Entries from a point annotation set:
▬▬▬▬▬▬
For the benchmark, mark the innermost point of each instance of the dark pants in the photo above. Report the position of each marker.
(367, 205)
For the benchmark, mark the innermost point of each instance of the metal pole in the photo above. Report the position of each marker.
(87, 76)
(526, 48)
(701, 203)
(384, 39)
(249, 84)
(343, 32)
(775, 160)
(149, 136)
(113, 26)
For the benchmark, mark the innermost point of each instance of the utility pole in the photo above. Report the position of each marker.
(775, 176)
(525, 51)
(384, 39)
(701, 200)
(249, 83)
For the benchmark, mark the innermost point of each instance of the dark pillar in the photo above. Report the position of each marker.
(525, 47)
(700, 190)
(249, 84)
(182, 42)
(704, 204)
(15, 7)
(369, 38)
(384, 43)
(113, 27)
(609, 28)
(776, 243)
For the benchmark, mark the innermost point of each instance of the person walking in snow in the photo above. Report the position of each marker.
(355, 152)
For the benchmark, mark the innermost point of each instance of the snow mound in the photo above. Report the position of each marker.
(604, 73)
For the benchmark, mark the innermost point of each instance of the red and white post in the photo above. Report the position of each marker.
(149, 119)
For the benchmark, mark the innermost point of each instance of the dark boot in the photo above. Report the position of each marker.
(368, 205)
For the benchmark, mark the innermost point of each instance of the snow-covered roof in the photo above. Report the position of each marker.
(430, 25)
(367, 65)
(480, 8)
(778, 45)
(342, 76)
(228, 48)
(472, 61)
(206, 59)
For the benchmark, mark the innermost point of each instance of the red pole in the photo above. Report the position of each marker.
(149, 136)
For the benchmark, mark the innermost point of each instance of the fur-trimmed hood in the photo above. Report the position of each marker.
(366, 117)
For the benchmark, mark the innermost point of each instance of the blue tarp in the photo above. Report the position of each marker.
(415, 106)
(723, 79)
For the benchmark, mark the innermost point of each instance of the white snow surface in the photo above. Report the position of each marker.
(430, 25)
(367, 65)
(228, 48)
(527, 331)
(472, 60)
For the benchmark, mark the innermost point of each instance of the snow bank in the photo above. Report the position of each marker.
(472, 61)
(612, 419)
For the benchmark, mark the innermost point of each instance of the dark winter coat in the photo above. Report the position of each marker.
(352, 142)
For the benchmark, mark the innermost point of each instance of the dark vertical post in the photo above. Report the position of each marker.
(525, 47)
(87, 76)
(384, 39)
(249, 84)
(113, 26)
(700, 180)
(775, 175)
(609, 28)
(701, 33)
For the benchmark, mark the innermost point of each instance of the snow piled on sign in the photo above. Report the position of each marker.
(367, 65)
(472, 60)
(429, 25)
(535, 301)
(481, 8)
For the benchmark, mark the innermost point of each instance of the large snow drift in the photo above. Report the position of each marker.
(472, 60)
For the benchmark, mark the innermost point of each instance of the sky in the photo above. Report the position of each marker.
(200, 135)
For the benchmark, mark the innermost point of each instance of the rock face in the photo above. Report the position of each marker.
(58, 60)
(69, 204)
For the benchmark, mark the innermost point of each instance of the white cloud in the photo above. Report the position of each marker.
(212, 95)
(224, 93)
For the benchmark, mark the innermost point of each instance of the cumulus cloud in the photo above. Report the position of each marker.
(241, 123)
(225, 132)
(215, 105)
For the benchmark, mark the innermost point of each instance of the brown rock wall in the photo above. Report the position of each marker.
▬▬▬▬▬▬
Task goal: Beginning with the line that contains "of the large", quote each line exactly through the last line of the entries above, and nothing beyond them.

Task solution:
For the benchmark, mark the innermost point of each instance of the large snow drift in the photo above. Report the position of each marker.
(472, 60)
For the benchmark, mark the innermost point of each instance of the sky in the photo above. Report the position of each marker.
(200, 135)
For the benchmark, mark the innermost point of each instance of the rock face in the photo above. Report the position of each marker.
(58, 60)
(69, 204)
For the benchmark, mark the innermost point of each instance of the white cloud in the photo above. Report the position of each marker.
(212, 95)
(224, 93)
For the benchmark, mark the innermost point of each instance of the cumulus cloud in the photo above. Report the position of each marker.
(241, 123)
(225, 132)
(215, 105)
For the benchmark, mark the innermost point of each instance of the brown rock wall in the photo above. Report the position of each marker.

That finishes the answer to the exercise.